- _Texte à lire_:
____________________

Un Bristol Beaufighter sur les Champs –Elysées
Une mission audacieuse et inhabituelle s'est produite le 12 Juin 1942, quand un Beaufighter du Coastal Command a été piloté jusqu’à Paris par le Lt A. Katward. Ce pilote
a amené son avion vers les Champs-Elysées en vol de rase-mottes en plein jour. Une fois sur son objectif, il a laissé tomber un drapeau tricolore de défi, puis, pour ajouter l'insulte à
l'injure, il a mitraillé le siège de la Gestapo à coups de canon.
Operation ‘Squabble’
Opération ‘Dispute’
Il s'agissait d'une opération spéciale dans la région parisienne réalisée en Juin 1942 qui avait pour but de créer un effet réconfortant parmi les Parisiens et
d'exposer les occupants allemands au ridicule.
Cette idée un peu folle était née d'après les informations obtenues auprès d'une source fiable dès le début du printemps de 1942 par les services de renseignements britanniques et notamment par le
major Ben Cowburn du Special Operations Executive (SOE). Ils avaient appris que, tous les jours, entre 12 heures et 12 h 45, un détachement de la Wehrmacht ou des SS venait parader sur les
Champs-Élysées et il a été préconisé par le ministère de l'Air qu’un avion mitrailleur, volant à basse altitude, lançant une attaque au canon contre ce défilé aurait des résultats importants
dans la défense du moral du peuple français. La Royal Air Force, par l’Air Chief Marshal Philip Joubert de la Ferté, le commandant en chef du Coastel Command décide alors de venir ridiculiser les
Allemands en portant un coup spectaculaire à leur arrogance de vainqueur. L'objectif de l'opération "Squabble" était de profiter de leur défilé quotidien pour venir les mitrailler pendant qu'ils se
pavanaient sur la plus belle avenue du monde.

____________________

Entrées d'annotation de points sur image
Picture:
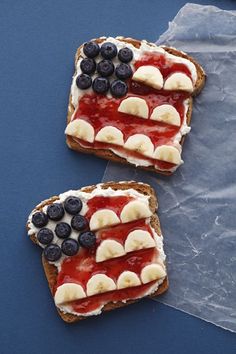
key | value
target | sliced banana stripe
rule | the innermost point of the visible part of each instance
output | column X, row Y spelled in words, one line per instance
column 168, row 153
column 103, row 218
column 100, row 283
column 138, row 239
column 135, row 210
column 68, row 292
column 110, row 135
column 178, row 81
column 140, row 143
column 152, row 272
column 135, row 106
column 81, row 129
column 128, row 279
column 166, row 114
column 109, row 249
column 149, row 75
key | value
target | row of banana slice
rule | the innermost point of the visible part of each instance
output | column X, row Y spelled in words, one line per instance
column 151, row 76
column 101, row 283
column 140, row 143
column 137, row 106
column 136, row 240
column 133, row 210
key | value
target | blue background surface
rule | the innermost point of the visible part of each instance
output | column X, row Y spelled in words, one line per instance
column 38, row 41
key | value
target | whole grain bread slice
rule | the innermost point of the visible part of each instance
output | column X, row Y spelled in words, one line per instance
column 51, row 270
column 109, row 155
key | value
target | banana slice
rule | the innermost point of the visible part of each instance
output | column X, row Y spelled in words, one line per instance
column 102, row 218
column 100, row 283
column 68, row 292
column 81, row 129
column 109, row 249
column 152, row 272
column 168, row 153
column 128, row 279
column 135, row 106
column 167, row 114
column 135, row 210
column 178, row 82
column 149, row 75
column 137, row 240
column 140, row 143
column 110, row 135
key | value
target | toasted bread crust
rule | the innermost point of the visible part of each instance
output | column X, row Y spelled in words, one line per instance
column 109, row 155
column 51, row 270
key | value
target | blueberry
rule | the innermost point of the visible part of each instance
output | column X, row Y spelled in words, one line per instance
column 45, row 236
column 123, row 71
column 39, row 219
column 55, row 211
column 52, row 252
column 91, row 49
column 88, row 66
column 108, row 50
column 125, row 55
column 119, row 88
column 63, row 230
column 83, row 81
column 101, row 85
column 70, row 247
column 79, row 222
column 73, row 205
column 105, row 67
column 87, row 239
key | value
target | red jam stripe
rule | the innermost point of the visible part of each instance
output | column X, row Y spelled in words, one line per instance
column 102, row 111
column 95, row 302
column 165, row 65
column 159, row 164
column 80, row 268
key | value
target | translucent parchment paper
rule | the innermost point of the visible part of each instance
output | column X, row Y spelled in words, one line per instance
column 198, row 203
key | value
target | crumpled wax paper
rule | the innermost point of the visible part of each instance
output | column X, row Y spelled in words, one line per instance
column 197, row 205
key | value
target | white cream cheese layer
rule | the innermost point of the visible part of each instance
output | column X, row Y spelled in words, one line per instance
column 84, row 196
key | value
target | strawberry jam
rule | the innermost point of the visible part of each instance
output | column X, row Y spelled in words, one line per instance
column 101, row 111
column 79, row 269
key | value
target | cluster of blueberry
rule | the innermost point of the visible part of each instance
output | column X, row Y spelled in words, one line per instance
column 105, row 68
column 69, row 246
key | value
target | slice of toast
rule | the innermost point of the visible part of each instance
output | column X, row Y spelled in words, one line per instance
column 118, row 155
column 52, row 270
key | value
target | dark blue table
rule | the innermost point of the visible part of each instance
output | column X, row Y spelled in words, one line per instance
column 38, row 41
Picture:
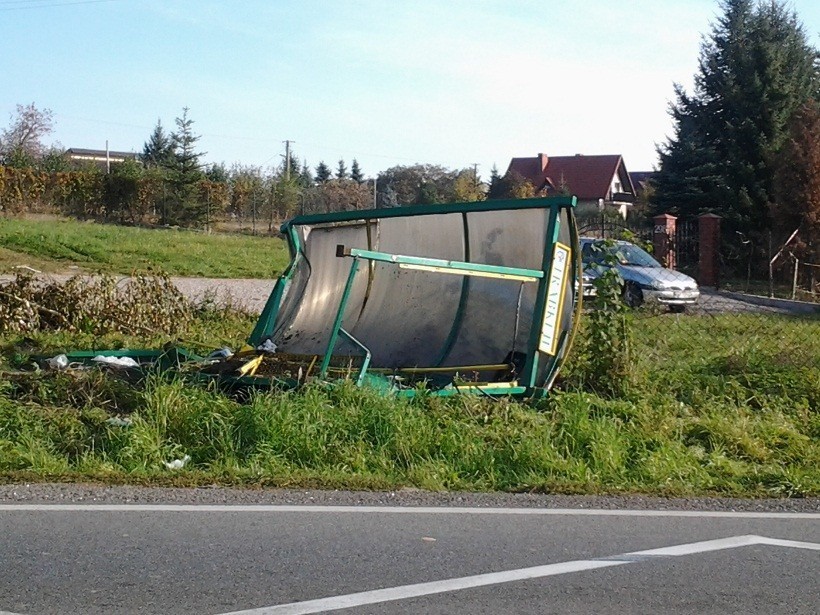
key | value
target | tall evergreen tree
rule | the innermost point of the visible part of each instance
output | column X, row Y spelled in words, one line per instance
column 323, row 173
column 305, row 177
column 756, row 68
column 797, row 206
column 158, row 150
column 356, row 172
column 185, row 171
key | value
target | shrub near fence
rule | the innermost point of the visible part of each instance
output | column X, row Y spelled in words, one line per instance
column 735, row 321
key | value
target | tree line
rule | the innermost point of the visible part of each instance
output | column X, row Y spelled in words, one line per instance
column 746, row 140
column 167, row 184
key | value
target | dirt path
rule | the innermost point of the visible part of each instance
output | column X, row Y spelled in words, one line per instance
column 250, row 294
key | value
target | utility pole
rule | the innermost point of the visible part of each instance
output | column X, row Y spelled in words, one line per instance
column 287, row 158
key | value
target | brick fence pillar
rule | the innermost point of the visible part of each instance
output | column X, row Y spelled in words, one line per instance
column 709, row 248
column 663, row 239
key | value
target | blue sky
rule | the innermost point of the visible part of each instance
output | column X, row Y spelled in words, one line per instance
column 453, row 82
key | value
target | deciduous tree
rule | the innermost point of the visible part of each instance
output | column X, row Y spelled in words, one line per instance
column 23, row 139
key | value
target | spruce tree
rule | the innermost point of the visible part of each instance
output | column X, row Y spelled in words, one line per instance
column 356, row 172
column 756, row 69
column 158, row 151
column 185, row 173
column 341, row 170
column 323, row 173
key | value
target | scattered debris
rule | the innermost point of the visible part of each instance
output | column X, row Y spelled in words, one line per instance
column 177, row 464
column 116, row 362
column 267, row 346
column 58, row 362
column 222, row 353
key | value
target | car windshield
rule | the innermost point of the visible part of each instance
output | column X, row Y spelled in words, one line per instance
column 626, row 253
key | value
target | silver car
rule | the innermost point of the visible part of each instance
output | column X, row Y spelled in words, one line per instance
column 645, row 279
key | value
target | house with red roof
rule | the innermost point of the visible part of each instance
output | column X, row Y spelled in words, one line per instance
column 599, row 182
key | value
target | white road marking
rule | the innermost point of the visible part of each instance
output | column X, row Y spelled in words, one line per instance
column 401, row 510
column 391, row 594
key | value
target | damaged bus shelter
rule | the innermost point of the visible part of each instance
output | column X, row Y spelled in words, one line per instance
column 456, row 298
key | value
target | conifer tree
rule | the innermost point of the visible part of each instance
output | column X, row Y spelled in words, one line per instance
column 323, row 173
column 356, row 172
column 341, row 170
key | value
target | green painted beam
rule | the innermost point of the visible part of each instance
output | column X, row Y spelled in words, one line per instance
column 446, row 266
column 427, row 210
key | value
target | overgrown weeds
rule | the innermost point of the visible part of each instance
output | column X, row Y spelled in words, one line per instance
column 95, row 305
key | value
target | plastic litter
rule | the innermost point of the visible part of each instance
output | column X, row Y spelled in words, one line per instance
column 267, row 346
column 222, row 353
column 118, row 362
column 118, row 422
column 177, row 464
column 58, row 362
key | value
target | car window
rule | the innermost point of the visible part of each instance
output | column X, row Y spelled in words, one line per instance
column 625, row 253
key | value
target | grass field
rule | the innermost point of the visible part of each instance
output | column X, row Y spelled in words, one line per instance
column 713, row 407
column 56, row 245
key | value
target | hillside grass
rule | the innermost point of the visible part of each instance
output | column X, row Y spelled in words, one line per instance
column 726, row 405
column 60, row 244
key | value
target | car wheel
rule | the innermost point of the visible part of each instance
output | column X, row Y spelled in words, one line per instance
column 633, row 296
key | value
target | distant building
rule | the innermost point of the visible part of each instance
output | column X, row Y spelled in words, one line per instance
column 100, row 157
column 600, row 181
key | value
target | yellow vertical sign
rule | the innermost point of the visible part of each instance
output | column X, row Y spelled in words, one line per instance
column 556, row 286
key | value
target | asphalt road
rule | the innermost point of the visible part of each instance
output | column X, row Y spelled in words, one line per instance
column 251, row 294
column 264, row 559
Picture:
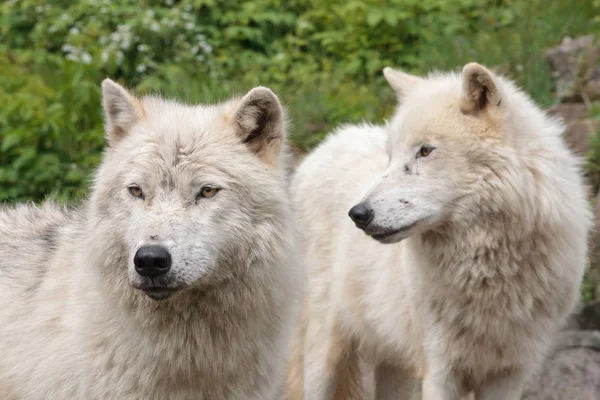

____________________

- _Travail à faire_:
[1] D'après le texte sur l'opération « Squabble », entre quelles heures le détachement allemand paradait-il chaque jour sur les Champs-Élysées ?
[2] Citez le passage du texte sur l'opération « Squabble » qui commence par « Operation ‘Squabble’ » et s'achève sur « allemands au ridicule. ».
Les lignes ci-dessus ne servent à rien pour ce travail.

- _Corrigé des exercices_:
[1] Entre 12 heures et 12 h 45.

[2]
Operation ‘Squabble’
Opération ‘Dispute’
Il s'agissait d'une opération spéciale dans la région parisienne réalisée en Juin 1942 qui avait pour but de créer un effet réconfortant parmi les Parisiens et
d'exposer les occupants allemands au ridicule.